In the records below, locate the line containing "the old brick", then output that line and all later lines exactly, through the last one.

_SUPPLIED DATA_
◆ ◆ ◆
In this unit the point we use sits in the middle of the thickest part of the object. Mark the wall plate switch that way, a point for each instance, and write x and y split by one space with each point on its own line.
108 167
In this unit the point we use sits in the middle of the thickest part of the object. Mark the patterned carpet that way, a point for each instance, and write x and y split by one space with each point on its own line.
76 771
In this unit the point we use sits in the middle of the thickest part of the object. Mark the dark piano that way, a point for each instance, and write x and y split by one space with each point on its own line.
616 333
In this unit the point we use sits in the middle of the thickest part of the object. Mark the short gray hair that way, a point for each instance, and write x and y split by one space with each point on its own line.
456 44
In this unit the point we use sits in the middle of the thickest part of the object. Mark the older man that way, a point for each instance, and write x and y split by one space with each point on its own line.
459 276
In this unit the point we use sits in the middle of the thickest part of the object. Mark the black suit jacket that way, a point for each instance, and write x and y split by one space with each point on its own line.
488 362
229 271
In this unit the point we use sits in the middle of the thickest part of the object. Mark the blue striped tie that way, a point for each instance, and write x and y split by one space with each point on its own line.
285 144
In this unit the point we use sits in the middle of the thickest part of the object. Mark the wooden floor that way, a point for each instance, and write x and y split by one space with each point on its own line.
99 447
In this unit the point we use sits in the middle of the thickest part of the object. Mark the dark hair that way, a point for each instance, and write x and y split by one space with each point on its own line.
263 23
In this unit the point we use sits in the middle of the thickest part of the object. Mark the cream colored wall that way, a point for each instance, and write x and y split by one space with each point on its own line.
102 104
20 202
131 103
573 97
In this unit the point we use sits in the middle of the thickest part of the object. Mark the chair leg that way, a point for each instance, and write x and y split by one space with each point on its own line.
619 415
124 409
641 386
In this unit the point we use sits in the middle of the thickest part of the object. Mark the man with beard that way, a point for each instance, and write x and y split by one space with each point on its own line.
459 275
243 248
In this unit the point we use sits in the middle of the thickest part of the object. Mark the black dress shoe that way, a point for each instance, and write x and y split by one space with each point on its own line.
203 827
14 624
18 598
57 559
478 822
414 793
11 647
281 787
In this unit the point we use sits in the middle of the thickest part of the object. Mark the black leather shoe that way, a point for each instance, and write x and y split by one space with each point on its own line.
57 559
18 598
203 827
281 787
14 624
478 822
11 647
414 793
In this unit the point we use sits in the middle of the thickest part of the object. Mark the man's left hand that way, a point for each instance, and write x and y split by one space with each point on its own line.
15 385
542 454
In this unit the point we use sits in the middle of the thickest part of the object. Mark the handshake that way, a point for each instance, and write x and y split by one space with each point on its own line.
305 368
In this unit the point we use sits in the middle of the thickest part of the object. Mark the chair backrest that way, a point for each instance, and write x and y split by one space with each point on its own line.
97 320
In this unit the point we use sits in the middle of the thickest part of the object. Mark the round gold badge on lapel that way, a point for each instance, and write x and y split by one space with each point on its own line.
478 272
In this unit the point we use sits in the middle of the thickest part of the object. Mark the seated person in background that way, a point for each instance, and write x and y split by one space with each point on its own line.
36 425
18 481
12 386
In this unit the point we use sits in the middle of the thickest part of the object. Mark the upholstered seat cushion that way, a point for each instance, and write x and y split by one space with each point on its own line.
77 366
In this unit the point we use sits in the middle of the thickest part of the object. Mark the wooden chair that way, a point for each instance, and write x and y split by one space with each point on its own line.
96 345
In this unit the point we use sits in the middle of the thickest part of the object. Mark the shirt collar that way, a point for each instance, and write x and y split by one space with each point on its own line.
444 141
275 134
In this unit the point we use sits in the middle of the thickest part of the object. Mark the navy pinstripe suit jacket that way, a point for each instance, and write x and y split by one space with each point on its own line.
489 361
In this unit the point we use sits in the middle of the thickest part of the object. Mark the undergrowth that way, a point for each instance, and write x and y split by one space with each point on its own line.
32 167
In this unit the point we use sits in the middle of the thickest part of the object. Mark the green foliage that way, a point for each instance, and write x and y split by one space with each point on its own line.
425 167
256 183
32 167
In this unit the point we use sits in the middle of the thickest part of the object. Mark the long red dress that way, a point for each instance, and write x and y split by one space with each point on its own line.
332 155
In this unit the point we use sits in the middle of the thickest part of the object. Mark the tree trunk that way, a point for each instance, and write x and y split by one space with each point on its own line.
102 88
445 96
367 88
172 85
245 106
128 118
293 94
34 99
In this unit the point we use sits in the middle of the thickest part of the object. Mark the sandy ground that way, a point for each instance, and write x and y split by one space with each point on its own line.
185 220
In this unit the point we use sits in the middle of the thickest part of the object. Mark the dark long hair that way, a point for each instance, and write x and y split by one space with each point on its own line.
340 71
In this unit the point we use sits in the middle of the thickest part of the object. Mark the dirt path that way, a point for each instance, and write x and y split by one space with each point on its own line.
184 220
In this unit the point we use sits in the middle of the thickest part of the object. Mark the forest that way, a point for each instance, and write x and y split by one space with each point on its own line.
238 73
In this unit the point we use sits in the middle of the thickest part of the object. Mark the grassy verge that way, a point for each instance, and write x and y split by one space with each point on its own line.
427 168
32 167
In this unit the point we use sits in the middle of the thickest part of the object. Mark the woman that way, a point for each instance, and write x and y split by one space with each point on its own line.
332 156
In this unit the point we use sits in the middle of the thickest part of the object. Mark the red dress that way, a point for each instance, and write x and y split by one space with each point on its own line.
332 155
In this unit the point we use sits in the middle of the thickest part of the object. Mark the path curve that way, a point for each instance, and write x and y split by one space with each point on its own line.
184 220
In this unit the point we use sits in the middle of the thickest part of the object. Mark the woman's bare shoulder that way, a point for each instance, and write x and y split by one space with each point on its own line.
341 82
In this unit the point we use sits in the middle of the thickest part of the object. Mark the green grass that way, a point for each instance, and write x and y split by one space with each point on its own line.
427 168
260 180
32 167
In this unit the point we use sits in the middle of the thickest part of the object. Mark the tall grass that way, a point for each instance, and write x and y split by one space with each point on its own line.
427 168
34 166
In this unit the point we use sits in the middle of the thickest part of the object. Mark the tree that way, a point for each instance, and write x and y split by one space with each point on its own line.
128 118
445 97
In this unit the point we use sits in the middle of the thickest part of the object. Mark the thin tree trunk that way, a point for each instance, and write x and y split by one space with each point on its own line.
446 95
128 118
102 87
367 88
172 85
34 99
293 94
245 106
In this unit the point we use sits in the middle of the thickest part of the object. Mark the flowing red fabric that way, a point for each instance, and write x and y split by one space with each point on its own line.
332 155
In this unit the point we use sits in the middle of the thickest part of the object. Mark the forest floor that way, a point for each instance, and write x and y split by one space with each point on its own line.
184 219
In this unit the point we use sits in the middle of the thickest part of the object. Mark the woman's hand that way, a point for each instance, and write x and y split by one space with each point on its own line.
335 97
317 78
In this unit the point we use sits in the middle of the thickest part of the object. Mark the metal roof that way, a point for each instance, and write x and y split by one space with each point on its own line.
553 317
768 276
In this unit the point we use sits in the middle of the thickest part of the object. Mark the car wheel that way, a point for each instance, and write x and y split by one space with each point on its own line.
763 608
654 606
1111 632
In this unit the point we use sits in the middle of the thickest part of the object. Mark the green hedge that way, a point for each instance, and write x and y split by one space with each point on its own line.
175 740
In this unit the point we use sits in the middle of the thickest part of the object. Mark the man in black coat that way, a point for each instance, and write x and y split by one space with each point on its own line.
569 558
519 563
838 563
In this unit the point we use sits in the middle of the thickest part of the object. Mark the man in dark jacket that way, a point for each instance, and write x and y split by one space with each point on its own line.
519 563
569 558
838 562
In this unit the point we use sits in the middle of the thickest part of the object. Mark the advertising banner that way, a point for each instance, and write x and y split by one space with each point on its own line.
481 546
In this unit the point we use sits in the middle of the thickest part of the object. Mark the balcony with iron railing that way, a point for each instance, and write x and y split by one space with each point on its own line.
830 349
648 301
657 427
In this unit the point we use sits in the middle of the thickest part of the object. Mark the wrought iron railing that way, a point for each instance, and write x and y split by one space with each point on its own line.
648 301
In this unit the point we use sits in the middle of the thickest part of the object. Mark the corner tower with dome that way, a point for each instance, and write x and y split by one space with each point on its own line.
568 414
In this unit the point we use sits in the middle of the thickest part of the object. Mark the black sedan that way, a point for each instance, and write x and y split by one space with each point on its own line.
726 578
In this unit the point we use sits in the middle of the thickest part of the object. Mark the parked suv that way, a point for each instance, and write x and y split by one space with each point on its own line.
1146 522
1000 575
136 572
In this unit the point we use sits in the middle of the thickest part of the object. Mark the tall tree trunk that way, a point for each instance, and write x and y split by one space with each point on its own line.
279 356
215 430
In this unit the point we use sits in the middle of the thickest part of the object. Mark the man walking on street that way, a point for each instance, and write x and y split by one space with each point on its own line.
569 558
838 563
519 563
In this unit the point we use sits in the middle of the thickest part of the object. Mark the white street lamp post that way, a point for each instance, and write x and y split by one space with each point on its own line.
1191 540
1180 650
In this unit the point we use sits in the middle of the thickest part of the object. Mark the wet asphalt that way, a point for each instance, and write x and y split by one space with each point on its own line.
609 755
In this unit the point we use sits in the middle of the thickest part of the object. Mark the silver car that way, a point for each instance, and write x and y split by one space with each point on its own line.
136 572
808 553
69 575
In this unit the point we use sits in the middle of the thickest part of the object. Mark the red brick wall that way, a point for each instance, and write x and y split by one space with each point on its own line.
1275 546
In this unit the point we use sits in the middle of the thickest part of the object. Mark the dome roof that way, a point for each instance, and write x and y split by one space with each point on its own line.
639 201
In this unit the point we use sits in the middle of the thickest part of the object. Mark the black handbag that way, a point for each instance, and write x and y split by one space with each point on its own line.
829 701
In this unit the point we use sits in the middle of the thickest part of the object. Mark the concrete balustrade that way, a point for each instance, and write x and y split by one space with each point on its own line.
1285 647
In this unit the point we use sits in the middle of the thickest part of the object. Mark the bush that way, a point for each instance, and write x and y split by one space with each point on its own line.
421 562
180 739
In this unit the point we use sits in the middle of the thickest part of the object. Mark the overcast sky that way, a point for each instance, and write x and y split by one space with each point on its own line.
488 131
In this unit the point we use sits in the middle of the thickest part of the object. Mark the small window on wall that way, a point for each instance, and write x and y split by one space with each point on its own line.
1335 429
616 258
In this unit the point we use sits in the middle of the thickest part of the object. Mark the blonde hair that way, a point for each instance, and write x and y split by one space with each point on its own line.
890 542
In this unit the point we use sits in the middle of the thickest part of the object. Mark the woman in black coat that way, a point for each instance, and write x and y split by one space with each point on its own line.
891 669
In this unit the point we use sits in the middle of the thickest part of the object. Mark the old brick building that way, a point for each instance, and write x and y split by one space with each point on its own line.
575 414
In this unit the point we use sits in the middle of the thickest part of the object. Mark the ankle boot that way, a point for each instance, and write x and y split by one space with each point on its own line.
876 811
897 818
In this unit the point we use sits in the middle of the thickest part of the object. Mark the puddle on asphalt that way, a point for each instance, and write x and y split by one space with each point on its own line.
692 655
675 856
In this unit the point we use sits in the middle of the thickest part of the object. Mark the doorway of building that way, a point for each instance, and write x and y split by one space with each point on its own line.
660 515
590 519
◆ ◆ ◆
_TASK SOLUTION_
In this unit the point we use sits in the middle of the thickest part of the object. Mark the old brick building that way, a point for each instance, and write x and y split by one space with each point on its own line.
575 414
In this unit the point we use sits in the middle of the thickest part of the object. Mark the ankle boot that way, a point for each instance, and write x and y split by one space with each point on its own line.
876 811
897 818
In this unit the point we use sits in the middle of the thickest part of the object. Mark the puddle on asphalt that way, a point for each instance, and write x and y split by one space with each point on its own line.
692 655
675 856
In this unit the point we use sits in the middle of the thickest part of the object. Mark the doorway of building that way, a point for each instance, and write x and y split by one space with each point on its own line.
660 515
590 519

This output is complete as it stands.